■ **WHAT TO PRODUCE**
Display each line of the items below that contains the string "target".

━━━━━ DATASET ROWS ━━━━━

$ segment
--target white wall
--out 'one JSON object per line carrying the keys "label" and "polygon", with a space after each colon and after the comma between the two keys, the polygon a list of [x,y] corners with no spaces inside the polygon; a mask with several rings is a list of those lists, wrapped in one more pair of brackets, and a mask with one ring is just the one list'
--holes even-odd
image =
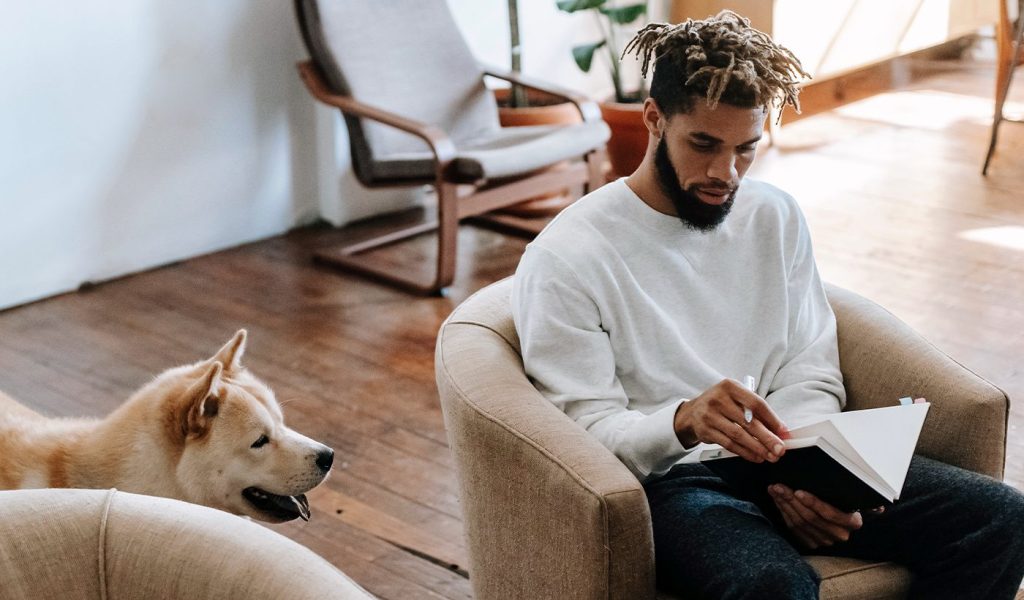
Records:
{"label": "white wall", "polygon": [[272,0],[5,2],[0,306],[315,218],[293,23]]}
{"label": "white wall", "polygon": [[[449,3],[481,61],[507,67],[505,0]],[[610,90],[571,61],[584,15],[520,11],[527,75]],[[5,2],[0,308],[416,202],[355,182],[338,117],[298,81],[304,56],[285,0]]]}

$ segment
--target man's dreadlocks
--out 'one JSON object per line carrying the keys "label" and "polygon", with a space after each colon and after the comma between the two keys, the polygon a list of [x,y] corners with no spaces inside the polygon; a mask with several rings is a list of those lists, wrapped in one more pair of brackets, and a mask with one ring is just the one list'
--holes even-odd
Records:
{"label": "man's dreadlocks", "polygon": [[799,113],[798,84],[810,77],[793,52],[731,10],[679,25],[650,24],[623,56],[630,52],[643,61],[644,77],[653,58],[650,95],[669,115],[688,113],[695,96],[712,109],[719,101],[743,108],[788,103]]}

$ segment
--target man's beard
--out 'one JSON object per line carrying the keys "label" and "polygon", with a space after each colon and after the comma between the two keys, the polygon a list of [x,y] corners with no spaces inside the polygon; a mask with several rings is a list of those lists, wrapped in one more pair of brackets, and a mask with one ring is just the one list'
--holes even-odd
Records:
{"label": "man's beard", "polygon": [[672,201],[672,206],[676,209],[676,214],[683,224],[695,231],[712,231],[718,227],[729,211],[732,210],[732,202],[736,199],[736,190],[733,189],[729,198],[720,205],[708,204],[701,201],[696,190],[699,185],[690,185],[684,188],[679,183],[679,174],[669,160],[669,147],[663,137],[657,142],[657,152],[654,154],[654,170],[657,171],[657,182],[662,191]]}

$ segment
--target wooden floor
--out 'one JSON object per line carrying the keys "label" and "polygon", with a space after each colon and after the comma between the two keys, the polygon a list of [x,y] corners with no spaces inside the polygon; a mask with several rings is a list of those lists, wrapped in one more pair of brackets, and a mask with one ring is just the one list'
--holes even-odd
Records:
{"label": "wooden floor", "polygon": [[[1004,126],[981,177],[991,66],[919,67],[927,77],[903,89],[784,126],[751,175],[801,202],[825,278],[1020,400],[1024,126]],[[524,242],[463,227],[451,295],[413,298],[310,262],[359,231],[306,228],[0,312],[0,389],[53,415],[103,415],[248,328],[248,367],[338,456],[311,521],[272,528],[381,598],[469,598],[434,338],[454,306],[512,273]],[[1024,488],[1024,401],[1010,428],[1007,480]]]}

━━━━━
━━━━━ DATASET ROWS ━━━━━

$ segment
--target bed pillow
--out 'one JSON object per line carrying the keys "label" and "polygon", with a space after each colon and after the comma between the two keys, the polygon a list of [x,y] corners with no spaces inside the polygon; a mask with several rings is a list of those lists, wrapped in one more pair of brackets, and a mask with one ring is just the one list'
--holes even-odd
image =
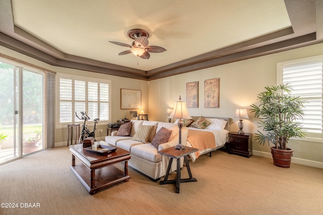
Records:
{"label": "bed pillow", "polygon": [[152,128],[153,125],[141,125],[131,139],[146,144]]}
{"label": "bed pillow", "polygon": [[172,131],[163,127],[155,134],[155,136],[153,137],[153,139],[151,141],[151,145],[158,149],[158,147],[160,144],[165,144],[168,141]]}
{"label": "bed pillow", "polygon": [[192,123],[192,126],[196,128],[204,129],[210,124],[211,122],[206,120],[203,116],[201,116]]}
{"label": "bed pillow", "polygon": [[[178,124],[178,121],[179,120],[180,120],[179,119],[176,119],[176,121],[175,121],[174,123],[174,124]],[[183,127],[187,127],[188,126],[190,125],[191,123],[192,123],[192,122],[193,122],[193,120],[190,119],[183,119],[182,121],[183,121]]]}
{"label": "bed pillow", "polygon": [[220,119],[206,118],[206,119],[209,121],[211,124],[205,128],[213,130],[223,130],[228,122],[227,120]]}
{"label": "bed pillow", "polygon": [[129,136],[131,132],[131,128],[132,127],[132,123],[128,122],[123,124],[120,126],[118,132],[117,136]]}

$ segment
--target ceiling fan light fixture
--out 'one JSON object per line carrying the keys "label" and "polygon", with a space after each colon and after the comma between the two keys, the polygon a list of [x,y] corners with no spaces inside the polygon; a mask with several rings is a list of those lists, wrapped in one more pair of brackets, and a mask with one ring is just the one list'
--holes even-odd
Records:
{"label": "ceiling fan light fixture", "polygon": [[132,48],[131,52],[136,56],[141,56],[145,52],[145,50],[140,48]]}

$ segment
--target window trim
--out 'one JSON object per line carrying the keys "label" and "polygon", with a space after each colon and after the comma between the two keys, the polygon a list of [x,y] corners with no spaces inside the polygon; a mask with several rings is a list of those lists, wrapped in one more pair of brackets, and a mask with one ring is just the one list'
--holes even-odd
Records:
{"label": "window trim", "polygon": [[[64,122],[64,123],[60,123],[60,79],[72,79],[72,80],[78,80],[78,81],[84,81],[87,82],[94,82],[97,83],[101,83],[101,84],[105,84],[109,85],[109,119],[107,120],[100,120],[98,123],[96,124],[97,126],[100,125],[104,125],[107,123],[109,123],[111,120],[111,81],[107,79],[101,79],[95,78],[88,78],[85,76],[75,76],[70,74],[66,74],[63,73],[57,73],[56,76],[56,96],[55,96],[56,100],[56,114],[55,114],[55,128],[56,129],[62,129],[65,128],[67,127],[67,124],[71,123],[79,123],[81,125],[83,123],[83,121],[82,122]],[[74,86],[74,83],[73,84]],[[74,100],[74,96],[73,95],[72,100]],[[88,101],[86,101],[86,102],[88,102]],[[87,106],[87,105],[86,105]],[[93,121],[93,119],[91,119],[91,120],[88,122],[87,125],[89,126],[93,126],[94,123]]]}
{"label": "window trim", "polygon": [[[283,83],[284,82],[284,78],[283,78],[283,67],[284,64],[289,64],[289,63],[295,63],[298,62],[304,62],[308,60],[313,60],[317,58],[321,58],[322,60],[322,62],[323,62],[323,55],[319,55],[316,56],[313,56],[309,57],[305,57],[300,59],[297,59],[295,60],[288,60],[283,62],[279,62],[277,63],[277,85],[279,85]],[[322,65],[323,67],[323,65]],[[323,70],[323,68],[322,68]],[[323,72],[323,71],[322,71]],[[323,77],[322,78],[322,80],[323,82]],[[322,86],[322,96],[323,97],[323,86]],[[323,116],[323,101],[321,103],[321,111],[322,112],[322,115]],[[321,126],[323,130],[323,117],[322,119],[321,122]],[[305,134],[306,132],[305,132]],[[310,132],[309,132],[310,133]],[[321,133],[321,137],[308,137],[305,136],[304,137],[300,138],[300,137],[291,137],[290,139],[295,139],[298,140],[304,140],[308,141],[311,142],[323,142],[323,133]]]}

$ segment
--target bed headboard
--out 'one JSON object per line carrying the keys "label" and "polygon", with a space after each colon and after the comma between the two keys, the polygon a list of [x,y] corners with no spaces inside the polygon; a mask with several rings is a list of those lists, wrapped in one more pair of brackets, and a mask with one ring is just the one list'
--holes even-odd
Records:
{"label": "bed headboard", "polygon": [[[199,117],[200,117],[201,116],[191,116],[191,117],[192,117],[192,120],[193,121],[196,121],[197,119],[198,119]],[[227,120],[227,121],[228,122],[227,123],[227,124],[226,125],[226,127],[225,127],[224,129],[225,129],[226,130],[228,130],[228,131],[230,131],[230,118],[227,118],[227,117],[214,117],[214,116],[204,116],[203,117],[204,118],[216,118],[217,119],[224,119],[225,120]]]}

━━━━━

■ **EXERCISE OUTPUT**
--target white wall
--target man's dreadlocks
--target man's beard
--target wooden floor
--target bed pillow
--target ceiling fan light fixture
--target window trim
--target bed headboard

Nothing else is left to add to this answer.